PROBLEM:
Transcribe exactly the lines from the one holding "Give the segmentation of every instance of the woman" to the end of the data below, including both of those lines and no others.

========================================

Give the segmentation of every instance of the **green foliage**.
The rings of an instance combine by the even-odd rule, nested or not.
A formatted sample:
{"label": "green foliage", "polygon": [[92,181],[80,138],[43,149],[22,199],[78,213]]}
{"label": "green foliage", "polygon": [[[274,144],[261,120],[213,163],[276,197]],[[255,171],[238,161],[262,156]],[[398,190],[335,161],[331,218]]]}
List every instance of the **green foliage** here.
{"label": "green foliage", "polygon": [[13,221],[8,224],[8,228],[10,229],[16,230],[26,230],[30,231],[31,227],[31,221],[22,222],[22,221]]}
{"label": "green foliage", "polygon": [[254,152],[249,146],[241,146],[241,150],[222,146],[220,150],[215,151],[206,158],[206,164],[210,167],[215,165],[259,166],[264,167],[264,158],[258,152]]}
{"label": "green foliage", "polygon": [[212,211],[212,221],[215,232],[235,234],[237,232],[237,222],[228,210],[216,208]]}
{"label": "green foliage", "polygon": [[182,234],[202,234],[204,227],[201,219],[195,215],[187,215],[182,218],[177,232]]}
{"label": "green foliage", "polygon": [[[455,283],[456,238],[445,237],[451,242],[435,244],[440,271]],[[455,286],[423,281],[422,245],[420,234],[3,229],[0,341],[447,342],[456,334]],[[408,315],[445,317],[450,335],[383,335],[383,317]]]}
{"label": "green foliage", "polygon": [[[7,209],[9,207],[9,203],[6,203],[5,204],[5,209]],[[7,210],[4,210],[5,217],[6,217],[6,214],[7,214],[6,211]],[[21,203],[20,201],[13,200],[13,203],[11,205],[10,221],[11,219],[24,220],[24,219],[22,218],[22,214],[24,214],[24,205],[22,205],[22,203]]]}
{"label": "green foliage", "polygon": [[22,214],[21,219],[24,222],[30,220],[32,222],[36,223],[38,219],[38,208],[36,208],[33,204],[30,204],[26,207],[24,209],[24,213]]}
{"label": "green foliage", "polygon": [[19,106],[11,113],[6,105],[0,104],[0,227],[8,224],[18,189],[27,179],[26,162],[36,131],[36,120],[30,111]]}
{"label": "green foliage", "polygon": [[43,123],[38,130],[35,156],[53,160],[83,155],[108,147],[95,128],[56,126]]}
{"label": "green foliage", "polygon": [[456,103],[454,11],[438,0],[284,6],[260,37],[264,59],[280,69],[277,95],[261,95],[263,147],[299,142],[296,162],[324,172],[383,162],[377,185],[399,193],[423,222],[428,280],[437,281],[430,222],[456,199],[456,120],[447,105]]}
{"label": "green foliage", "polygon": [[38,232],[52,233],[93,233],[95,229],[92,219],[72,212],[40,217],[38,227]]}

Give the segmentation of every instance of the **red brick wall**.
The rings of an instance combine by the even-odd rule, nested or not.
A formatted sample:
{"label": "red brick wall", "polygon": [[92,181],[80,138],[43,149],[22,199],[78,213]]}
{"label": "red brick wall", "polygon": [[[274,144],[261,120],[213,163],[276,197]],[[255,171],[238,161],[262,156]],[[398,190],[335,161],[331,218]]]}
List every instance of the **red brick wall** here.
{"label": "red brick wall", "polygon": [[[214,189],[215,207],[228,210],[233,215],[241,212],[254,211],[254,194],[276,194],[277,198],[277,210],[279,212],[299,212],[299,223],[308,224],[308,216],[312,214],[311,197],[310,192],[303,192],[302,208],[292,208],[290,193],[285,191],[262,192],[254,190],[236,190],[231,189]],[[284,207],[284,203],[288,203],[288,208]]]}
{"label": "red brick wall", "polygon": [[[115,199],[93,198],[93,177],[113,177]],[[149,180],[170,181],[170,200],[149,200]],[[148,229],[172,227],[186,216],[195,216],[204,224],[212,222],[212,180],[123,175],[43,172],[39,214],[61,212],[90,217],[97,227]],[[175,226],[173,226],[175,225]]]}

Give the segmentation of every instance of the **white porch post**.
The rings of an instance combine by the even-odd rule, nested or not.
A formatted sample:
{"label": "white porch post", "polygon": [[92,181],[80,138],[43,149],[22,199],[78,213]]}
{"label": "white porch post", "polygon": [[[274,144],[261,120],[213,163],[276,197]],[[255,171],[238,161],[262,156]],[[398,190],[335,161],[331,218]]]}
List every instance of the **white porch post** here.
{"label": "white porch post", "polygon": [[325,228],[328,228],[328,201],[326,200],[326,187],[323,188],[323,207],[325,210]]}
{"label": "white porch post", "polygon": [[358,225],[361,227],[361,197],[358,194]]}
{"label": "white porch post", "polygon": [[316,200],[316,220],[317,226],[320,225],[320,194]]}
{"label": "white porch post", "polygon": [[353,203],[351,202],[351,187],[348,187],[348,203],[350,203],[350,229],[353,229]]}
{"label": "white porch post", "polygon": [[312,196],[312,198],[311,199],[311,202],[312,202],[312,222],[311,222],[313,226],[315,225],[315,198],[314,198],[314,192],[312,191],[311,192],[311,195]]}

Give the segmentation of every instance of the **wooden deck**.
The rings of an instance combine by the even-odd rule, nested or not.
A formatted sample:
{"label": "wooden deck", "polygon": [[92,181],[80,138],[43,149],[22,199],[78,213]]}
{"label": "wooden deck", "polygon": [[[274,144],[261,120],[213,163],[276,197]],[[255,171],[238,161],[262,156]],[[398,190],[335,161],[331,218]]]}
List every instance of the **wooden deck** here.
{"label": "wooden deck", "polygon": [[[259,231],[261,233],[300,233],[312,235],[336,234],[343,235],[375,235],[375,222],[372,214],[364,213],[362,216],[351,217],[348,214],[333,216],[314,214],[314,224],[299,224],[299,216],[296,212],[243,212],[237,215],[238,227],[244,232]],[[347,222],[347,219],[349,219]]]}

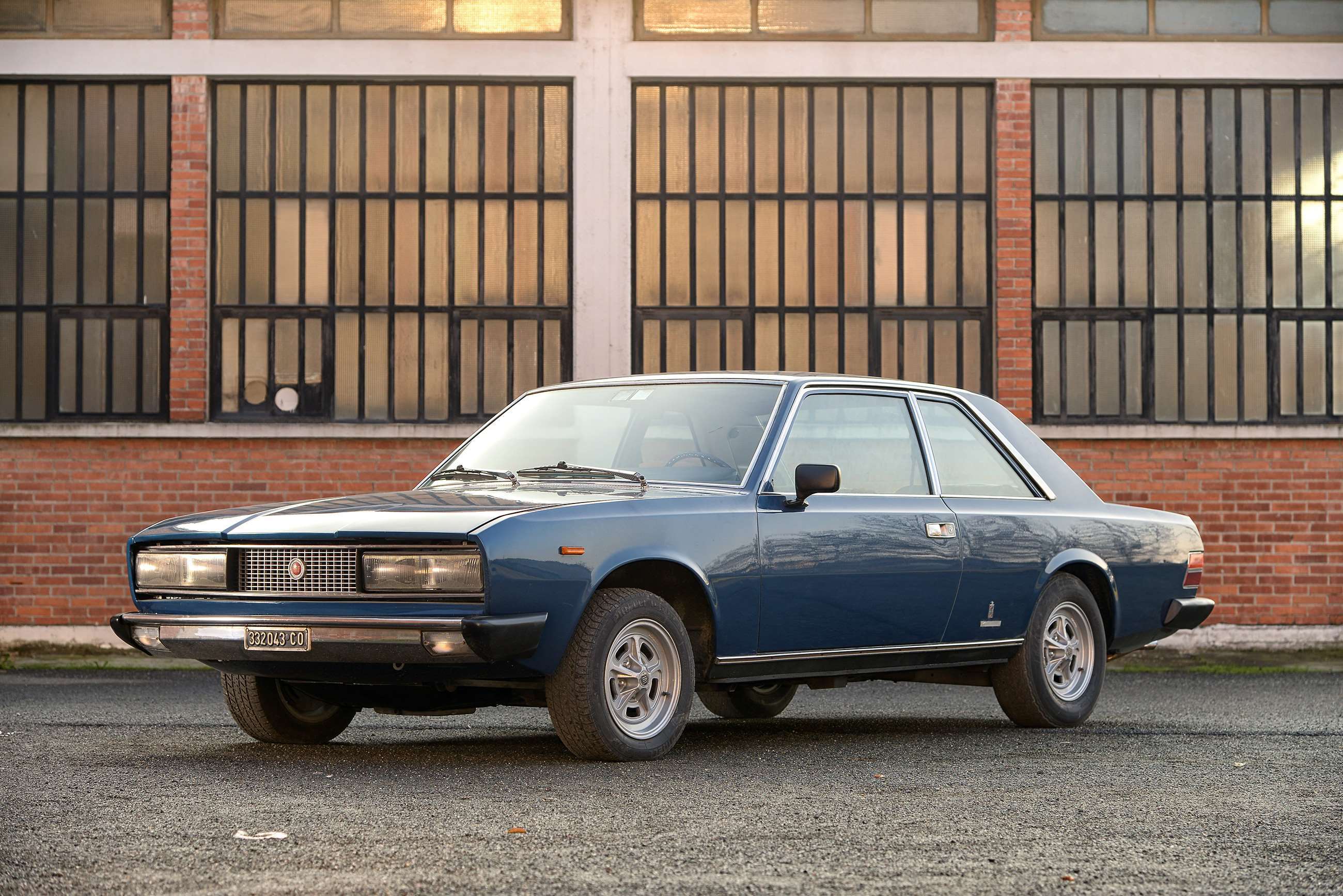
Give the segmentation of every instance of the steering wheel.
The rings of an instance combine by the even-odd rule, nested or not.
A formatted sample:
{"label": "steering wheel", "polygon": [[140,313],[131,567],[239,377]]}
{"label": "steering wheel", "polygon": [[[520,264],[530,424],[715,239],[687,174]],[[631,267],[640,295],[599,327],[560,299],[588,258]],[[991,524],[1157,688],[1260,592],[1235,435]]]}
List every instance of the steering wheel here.
{"label": "steering wheel", "polygon": [[681,461],[685,461],[688,458],[694,458],[697,461],[712,461],[714,465],[725,467],[725,469],[729,469],[729,470],[737,469],[737,467],[732,466],[731,463],[728,463],[727,461],[724,461],[717,454],[705,454],[704,451],[681,451],[680,454],[677,454],[674,458],[672,458],[670,461],[667,461],[662,466],[676,466],[677,463],[680,463]]}

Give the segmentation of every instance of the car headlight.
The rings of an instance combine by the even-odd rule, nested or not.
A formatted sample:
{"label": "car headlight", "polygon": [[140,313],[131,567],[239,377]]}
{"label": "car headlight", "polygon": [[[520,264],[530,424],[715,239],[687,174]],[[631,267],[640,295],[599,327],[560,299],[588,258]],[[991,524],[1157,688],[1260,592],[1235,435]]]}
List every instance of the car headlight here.
{"label": "car headlight", "polygon": [[136,555],[136,586],[141,588],[215,588],[228,584],[228,555],[204,551],[145,551]]}
{"label": "car headlight", "polygon": [[449,591],[482,588],[479,553],[365,553],[365,591]]}

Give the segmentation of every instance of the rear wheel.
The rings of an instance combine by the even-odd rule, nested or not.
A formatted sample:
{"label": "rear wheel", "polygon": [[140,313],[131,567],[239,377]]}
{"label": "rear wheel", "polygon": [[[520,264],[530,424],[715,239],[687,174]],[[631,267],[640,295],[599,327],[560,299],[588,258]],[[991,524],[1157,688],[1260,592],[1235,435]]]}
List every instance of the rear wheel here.
{"label": "rear wheel", "polygon": [[988,670],[998,705],[1023,728],[1086,721],[1105,680],[1105,623],[1081,579],[1056,575],[1045,586],[1026,642]]}
{"label": "rear wheel", "polygon": [[760,685],[740,685],[731,690],[700,692],[700,703],[724,719],[774,719],[788,708],[798,685],[779,681]]}
{"label": "rear wheel", "polygon": [[219,680],[234,721],[263,743],[322,744],[345,731],[359,712],[312,697],[279,678],[222,672]]}
{"label": "rear wheel", "polygon": [[694,654],[666,600],[638,588],[592,595],[545,703],[560,740],[580,759],[665,755],[690,715]]}

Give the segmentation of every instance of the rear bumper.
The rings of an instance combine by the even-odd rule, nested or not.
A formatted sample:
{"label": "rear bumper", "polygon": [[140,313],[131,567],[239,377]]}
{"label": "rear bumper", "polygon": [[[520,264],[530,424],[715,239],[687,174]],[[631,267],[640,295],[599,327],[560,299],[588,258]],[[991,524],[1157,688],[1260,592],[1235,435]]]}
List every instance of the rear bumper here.
{"label": "rear bumper", "polygon": [[1217,606],[1209,598],[1171,598],[1162,614],[1166,629],[1197,629]]}
{"label": "rear bumper", "polygon": [[[152,656],[204,661],[451,664],[498,662],[536,652],[547,614],[461,618],[210,617],[124,613],[109,625]],[[248,627],[308,631],[306,650],[246,647]],[[428,645],[432,645],[432,650]]]}

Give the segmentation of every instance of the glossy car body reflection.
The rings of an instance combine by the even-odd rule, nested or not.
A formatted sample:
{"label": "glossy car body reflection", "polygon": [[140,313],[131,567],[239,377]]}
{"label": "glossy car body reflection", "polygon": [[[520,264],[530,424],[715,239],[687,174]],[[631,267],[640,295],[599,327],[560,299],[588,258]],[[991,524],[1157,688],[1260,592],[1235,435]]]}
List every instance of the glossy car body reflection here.
{"label": "glossy car body reflection", "polygon": [[[594,594],[616,586],[661,595],[681,614],[701,686],[1005,662],[1058,572],[1076,575],[1095,594],[1109,654],[1197,625],[1211,607],[1185,583],[1191,555],[1202,551],[1187,517],[1100,500],[1026,424],[982,395],[868,377],[764,373],[626,377],[548,391],[620,386],[651,392],[674,383],[776,387],[774,412],[760,423],[753,457],[741,461],[740,482],[670,481],[680,466],[645,484],[595,474],[517,481],[463,476],[427,478],[407,492],[177,517],[130,539],[132,568],[140,551],[171,545],[455,544],[483,556],[483,587],[470,599],[294,599],[238,591],[169,595],[136,590],[132,579],[137,613],[118,617],[114,627],[134,642],[134,625],[176,631],[172,626],[184,619],[232,619],[236,627],[244,625],[238,619],[302,618],[314,626],[310,656],[243,652],[223,635],[165,637],[160,646],[234,673],[367,688],[363,705],[406,709],[451,703],[435,703],[424,690],[414,700],[396,690],[431,682],[469,682],[455,699],[467,700],[463,695],[475,688],[471,705],[506,703],[502,689],[488,685],[525,685],[555,673]],[[908,441],[898,462],[901,481],[911,482],[905,493],[841,492],[790,505],[788,492],[774,490],[790,426],[818,395],[881,395],[909,408],[902,419],[916,427],[917,439]],[[974,438],[1001,454],[1003,476],[1019,477],[1015,494],[958,494],[939,485],[927,420],[940,412],[971,420]],[[818,435],[806,451],[822,455],[803,459],[830,462],[823,434],[845,414],[807,418]],[[473,441],[441,470],[471,457]],[[880,466],[850,473],[841,465],[841,473],[846,482],[880,478]],[[582,552],[561,553],[561,547]],[[426,631],[439,621],[445,630],[461,630],[470,650],[445,662],[415,649],[342,653],[324,642],[330,634],[324,619],[348,626],[360,618]],[[392,656],[403,660],[387,662]]]}

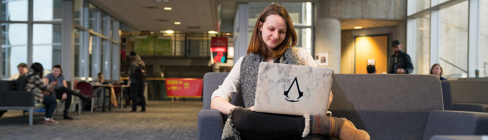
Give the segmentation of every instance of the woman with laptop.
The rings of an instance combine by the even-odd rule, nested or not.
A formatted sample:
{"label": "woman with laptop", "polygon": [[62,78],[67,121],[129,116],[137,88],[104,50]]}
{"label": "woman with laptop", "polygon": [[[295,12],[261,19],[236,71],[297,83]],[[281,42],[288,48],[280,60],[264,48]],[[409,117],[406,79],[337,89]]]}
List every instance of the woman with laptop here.
{"label": "woman with laptop", "polygon": [[[260,63],[317,67],[306,50],[292,48],[297,44],[297,35],[292,23],[286,10],[278,4],[268,5],[260,15],[247,55],[237,61],[224,83],[212,95],[210,108],[229,115],[222,139],[283,140],[319,135],[340,140],[369,140],[367,133],[358,130],[345,118],[253,111]],[[240,90],[245,108],[229,103]],[[329,96],[329,105],[332,94]]]}

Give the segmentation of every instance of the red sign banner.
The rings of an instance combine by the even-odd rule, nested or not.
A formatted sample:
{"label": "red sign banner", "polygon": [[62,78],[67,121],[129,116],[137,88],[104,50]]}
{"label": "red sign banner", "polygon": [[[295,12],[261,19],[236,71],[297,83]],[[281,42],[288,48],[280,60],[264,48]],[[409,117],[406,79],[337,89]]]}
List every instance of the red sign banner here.
{"label": "red sign banner", "polygon": [[210,51],[213,63],[227,63],[227,39],[224,37],[212,37]]}
{"label": "red sign banner", "polygon": [[202,97],[202,79],[166,78],[165,82],[168,97]]}

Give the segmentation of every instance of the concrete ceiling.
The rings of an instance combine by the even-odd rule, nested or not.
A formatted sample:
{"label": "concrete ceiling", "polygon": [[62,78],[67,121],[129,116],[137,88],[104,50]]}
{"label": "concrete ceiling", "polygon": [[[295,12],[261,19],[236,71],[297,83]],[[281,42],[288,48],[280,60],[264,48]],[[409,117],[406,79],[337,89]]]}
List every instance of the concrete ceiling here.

========================================

COMPLETED TASK:
Give the segmentation of every instance of the woman with laptop.
The rings of an instance combine by the even-odd rule, nested or not.
A formatted sample:
{"label": "woman with laptop", "polygon": [[62,78],[67,121],[129,116],[137,88],[104,50]]}
{"label": "woman with laptop", "polygon": [[[295,12],[261,19],[236,71],[297,83]],[[281,42],[288,48],[280,60],[264,48]],[[409,117],[406,79],[337,89]]]}
List every instance of the woman with laptop here.
{"label": "woman with laptop", "polygon": [[[260,63],[317,67],[306,50],[292,48],[297,44],[297,35],[292,23],[286,10],[278,4],[268,5],[260,15],[247,55],[237,61],[224,83],[212,95],[210,108],[229,115],[222,139],[283,140],[319,135],[340,140],[369,140],[367,133],[358,130],[345,118],[253,111]],[[240,90],[245,108],[229,103]],[[329,96],[329,105],[332,94]]]}

Give the segmentation of every instance of the red sign banner.
The rings of an instance combine by the even-odd rule, nested or not.
A formatted sample:
{"label": "red sign banner", "polygon": [[62,78],[67,121],[129,116],[137,88],[104,50]]}
{"label": "red sign banner", "polygon": [[[295,12],[261,19],[236,71],[297,83]],[[281,42],[288,48],[280,60],[264,48]],[[409,117],[406,79],[337,89]]]}
List every instance of the red sign banner here.
{"label": "red sign banner", "polygon": [[210,51],[213,63],[227,63],[227,39],[224,37],[212,37]]}
{"label": "red sign banner", "polygon": [[202,97],[202,79],[166,78],[165,82],[168,97]]}

Give the segmentation of every instance of the concrete ceiling.
The rings of an instance combine by the even-odd rule, nested or not.
A formatted sample:
{"label": "concrete ceiling", "polygon": [[62,78],[67,121],[129,116],[137,88],[104,50]]}
{"label": "concrete ceiling", "polygon": [[[295,12],[261,19],[236,71],[297,83]],[[281,42],[288,48],[280,60],[264,48]],[[409,117],[406,79],[337,89]]]}
List every instance of the concrete ceiling here.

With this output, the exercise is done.